Verilen görev A: Kayıtlarda "Batch job #214: For the image above, mark every road" ifadesini içeren satırla başlayıp "xmin=0 ymin=286 xmax=849 ymax=1348" ifadesini içeren satırla biten satırları, boş satırları atlayarak numaralı bir liste olarak düzenleyin.

Okunacak metin:
++++++++

Mlliyet Milliyet Blog Milliyet Blog
 
Facebook Connect
Blog Kategorileri
 

03 Kasım '13

 
Kategori
Gündelik Yaşam
 

Neden kaybetmekten korkarız?

Neden kaybetmekten korkarız?
 

İnsanlara, hayvanlara, bitkilere, eşyalara bağlanmak... Bağlılık... Son zamanlarda yaşadığımız bazı olaylar bana bu konuyu düşündürttü. Bağlanmak mı bağlanmamak mı? Ya da çevremizdekilerle hiç bağ kurmamak mümkün mü? Hangisi doğru? Kafanız karıştı değil mi? Benim de karıştı.

Şimdi soracaksınız bana "nereden çıktı bu konu böyle" diye. Bir iki hafta önce çok değer verdiğim ve güvendiğim fitness eğitmenlerinden biri, üye olduğum spor tesisinden ayrıldı. Aslında bir aydır ayrılıp ayrılmamayı düşünüyordu ve bana bu düşüncesinden bahsetmişti. Sonunda ayrıldı. Tam bir ayrılık sayılmazdı bu. Bundan böyle alanda bulunan eğitmenlerden biri olmayacaktı. Dışardan sadece özel dersler ve grup dersleri vermek için gelecekti. Bu fitness eğitmeninin ayrılma kararı beni derinden etkiledi. Niye mi? Çünkü yaklaşık bir sene boyunca benim kişisel eğitmenimdi. Haftada iki kere baş başa özel ders yapıyorduk. Ona güveniyordum. Fitness programlarımı o ayarlıyordu. Ben, öyle her eğitmenin yaptığı programı beğenen ve her grup dersine giren biri değilim. Biraz seçiciyim bu konuda. Karalar bağlayıverdim mi hemen!

Bir de işin alışkanlık ve bağlılık yönü vardı. Ne olursa olsun bir sene özel eğitmenin olmuştu bu fitness eğitmeni arkadaşım. Son bir sene özel ders yapmadık ama onun derslerini çok zorunlu olmadıkça kaçırmıyordum. "Leb demeden leblebiyi anlama" misali, ben onun halinden, tavrından, duruşundan hangi hareketi yaptıracağını bile çoğu zaman kestirebiliyordum. Tarzına alışmıştım. Grup derslerinde "adam gibi" çalıştırıyordu. Gerektiğinde "canımızı çıkartıyordu." Beni de kendi tarzına uydurmuştu. Kendi yoga derslerimde, ben de öğrencilerimin canını çıkartıyordum. Tıpkı sevgili fitness öğretmenim gibi.

++++++++

Girdi kayıtları:
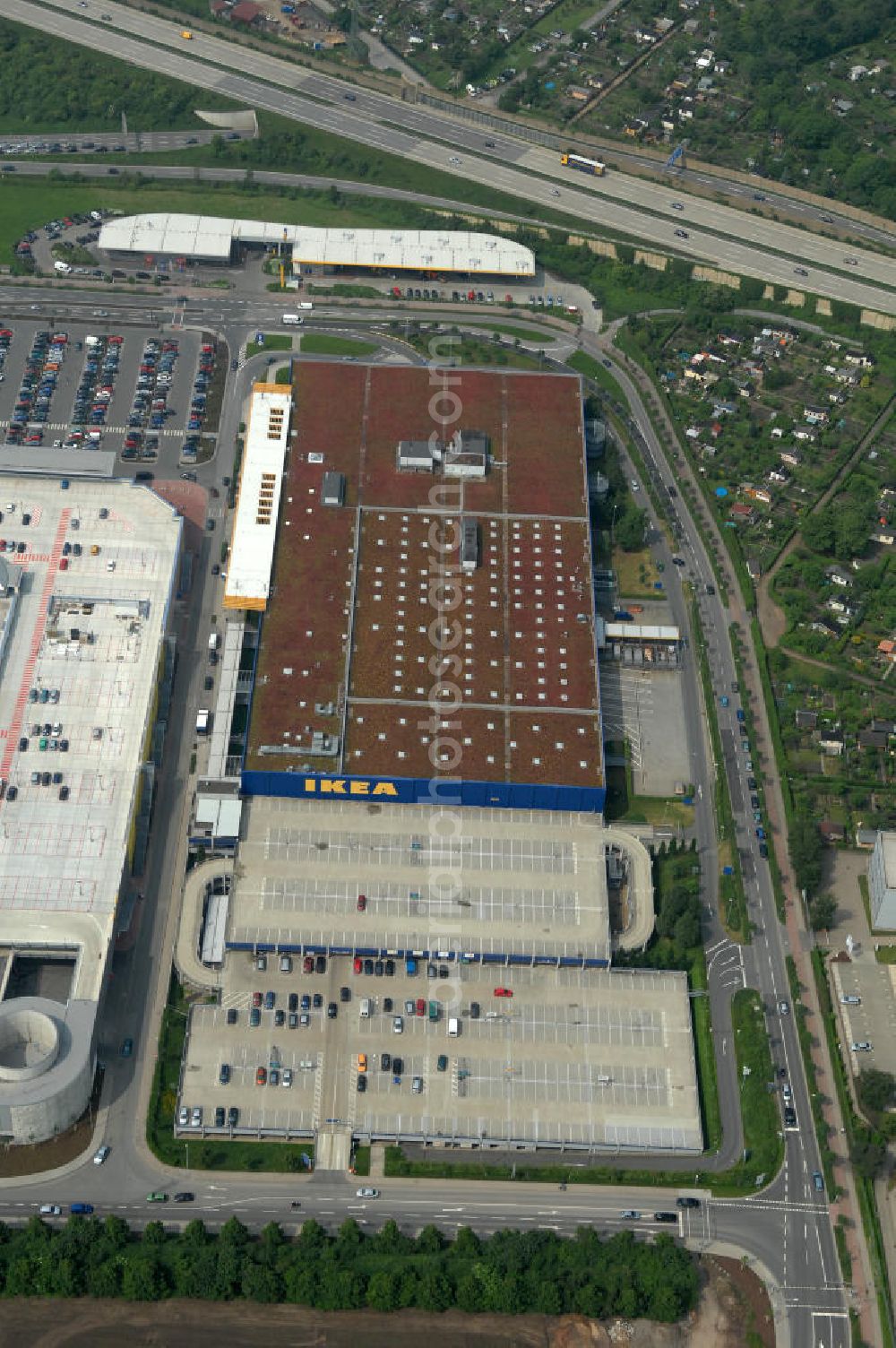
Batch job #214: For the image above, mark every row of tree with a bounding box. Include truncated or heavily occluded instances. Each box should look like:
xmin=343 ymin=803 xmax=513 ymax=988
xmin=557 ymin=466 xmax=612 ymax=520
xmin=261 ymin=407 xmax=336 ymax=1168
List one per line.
xmin=0 ymin=1216 xmax=698 ymax=1321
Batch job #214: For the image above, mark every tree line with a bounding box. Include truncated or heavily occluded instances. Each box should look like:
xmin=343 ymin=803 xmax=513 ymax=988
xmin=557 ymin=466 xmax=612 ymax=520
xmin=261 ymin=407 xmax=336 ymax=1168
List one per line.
xmin=0 ymin=1216 xmax=698 ymax=1322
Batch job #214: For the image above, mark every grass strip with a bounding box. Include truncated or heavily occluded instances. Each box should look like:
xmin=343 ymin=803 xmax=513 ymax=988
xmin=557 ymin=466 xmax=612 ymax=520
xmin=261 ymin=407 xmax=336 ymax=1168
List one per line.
xmin=300 ymin=333 xmax=377 ymax=356
xmin=246 ymin=333 xmax=292 ymax=360
xmin=803 ymin=950 xmax=896 ymax=1348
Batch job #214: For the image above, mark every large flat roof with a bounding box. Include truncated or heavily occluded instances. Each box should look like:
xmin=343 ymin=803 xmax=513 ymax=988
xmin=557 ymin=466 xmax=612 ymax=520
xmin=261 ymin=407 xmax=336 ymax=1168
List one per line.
xmin=224 ymin=385 xmax=292 ymax=609
xmin=246 ymin=363 xmax=604 ymax=787
xmin=99 ymin=212 xmax=535 ymax=276
xmin=228 ymin=797 xmax=611 ymax=963
xmin=0 ymin=473 xmax=181 ymax=1000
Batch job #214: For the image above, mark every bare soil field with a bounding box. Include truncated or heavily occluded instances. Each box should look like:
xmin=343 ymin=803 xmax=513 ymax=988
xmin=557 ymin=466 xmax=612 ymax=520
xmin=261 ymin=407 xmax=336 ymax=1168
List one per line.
xmin=0 ymin=1259 xmax=775 ymax=1348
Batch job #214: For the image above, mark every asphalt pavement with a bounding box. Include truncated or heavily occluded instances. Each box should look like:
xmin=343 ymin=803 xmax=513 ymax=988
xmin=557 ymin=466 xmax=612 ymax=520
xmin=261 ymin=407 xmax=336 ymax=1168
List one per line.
xmin=0 ymin=284 xmax=849 ymax=1348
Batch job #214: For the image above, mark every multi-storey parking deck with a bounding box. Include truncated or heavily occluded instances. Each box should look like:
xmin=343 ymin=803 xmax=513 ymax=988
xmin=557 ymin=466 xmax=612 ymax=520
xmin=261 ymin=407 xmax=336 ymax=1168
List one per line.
xmin=181 ymin=798 xmax=701 ymax=1151
xmin=228 ymin=798 xmax=611 ymax=966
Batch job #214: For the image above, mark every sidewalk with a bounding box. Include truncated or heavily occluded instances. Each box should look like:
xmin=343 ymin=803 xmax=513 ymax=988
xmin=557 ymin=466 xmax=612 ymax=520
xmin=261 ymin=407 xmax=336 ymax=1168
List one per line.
xmin=603 ymin=333 xmax=881 ymax=1344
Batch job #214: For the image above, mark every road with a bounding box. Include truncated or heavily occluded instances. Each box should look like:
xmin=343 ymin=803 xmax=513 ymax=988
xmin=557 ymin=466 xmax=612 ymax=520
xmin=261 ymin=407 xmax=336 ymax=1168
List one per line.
xmin=582 ymin=334 xmax=850 ymax=1345
xmin=7 ymin=0 xmax=896 ymax=313
xmin=0 ymin=286 xmax=849 ymax=1348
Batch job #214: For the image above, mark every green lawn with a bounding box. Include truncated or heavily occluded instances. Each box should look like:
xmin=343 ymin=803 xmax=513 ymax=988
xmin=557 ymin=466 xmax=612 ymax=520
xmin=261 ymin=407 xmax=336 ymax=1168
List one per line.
xmin=246 ymin=333 xmax=292 ymax=359
xmin=566 ymin=350 xmax=620 ymax=395
xmin=302 ymin=333 xmax=379 ymax=356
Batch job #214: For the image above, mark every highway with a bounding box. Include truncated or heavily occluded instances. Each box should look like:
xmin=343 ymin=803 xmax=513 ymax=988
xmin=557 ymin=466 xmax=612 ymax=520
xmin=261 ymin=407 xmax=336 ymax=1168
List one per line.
xmin=7 ymin=0 xmax=896 ymax=313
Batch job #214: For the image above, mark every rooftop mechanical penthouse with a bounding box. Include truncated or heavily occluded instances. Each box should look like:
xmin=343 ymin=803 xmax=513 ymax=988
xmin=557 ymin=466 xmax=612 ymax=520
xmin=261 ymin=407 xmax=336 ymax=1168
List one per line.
xmin=237 ymin=364 xmax=605 ymax=813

++++++++

Verilen görev B: Kaybetme korkusunu anlatan metinden "İnsanlara, hayvanlara, bitkilere, eşyalara" sözleriyle başlayıp "Benim de karıştı." sözleriyle biten kısmı hiç değiştirmeden geri verin.

Görevin çözümü A:
1. Batch job #214: For the image above, mark every road with a bounding box. Include truncated or heavily occluded instances. Each box should look like:
2. xmin=343 ymin=803 xmax=513 ymax=988
3. xmin=557 ymin=466 xmax=612 ymax=520
4. xmin=261 ymin=407 xmax=336 ymax=1168
5. List one per line.
6. xmin=582 ymin=334 xmax=850 ymax=1345
7. xmin=7 ymin=0 xmax=896 ymax=313
8. xmin=0 ymin=286 xmax=849 ymax=1348

Görevin çözümü B:
İnsanlara, hayvanlara, bitkilere, eşyalara bağlanmak... Bağlılık... Son zamanlarda yaşadığımız bazı olaylar bana bu konuyu düşündürttü. Bağlanmak mı bağlanmamak mı? Ya da çevremizdekilerle hiç bağ kurmamak mümkün mü? Hangisi doğru? Kafanız karıştı değil mi? Benim de karıştı.